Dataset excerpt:
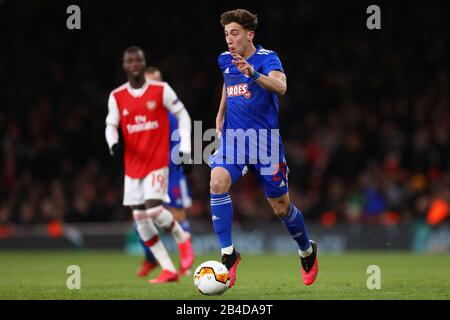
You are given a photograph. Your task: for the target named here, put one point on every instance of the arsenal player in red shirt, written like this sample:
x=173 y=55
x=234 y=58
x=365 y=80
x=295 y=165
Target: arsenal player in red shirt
x=140 y=108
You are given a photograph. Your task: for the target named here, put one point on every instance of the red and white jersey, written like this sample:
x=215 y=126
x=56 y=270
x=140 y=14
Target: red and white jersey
x=143 y=118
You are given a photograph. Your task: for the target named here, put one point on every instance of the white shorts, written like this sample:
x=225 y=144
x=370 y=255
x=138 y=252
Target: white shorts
x=151 y=187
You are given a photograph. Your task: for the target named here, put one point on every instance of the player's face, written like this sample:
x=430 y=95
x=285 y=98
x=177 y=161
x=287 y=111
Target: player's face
x=134 y=64
x=154 y=75
x=238 y=39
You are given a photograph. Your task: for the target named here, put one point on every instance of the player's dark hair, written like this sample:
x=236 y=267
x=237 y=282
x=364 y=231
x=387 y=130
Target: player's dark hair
x=133 y=49
x=243 y=17
x=152 y=69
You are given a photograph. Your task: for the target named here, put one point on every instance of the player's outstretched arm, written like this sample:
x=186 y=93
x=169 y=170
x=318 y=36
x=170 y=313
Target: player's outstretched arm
x=220 y=118
x=111 y=130
x=275 y=82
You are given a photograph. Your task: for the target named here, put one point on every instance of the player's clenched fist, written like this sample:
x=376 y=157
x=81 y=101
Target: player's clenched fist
x=243 y=66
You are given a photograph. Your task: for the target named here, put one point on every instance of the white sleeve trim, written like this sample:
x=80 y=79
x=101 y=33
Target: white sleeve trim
x=113 y=117
x=184 y=128
x=112 y=135
x=170 y=100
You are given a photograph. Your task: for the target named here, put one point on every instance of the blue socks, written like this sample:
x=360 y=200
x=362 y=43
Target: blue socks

- **What to work on**
Repeat verbatim the part of the listing that opens with the line containing "the red and" and runs through the final line of the listing, including both ends.

- **Written solution**
You are given a photograph. Your task: for the target named here, put one point on every instance of the red and white jersey, written like this sample:
x=215 y=126
x=56 y=270
x=140 y=14
Target: red and white jersey
x=143 y=118
You are given a photograph. Your task: for the target named here, put one point on every instance of the white shorts, written like this sample:
x=225 y=144
x=370 y=255
x=138 y=252
Target: white shorts
x=151 y=187
You are given a photograph. Your task: for the target named here, put one point on every instance of the player's face, written like this sample:
x=430 y=95
x=285 y=98
x=177 y=161
x=287 y=111
Target: player's face
x=134 y=64
x=154 y=75
x=238 y=39
You are given a photograph. Your task: for the target named here, put one point on every instance of the player's dark hair, written like this sample:
x=236 y=267
x=237 y=282
x=364 y=231
x=387 y=130
Target: player's dark hair
x=133 y=49
x=243 y=17
x=152 y=69
You are given a photograph. Your task: for the target named here, put one point on every instance of the player's outstretched arm, written like this sample:
x=186 y=93
x=169 y=170
x=318 y=36
x=170 y=313
Target: player's outstretched arm
x=220 y=118
x=111 y=130
x=275 y=82
You are given a photograph. Your task: for the target named here, put one point on every instance of the player's clenched fist, written like this sample:
x=376 y=157
x=81 y=101
Target: player's clenched fist
x=243 y=66
You are given a photograph. Your task: for the target named here, put one point on every instance of the white sleeve trim, written like this sample:
x=80 y=79
x=101 y=33
Target: white sleeve trim
x=113 y=117
x=184 y=128
x=112 y=135
x=170 y=100
You are given a photograph. Your task: for the target named here, put one point on every instance of the blue socks, written like this sample:
x=360 y=200
x=362 y=43
Target: blue socks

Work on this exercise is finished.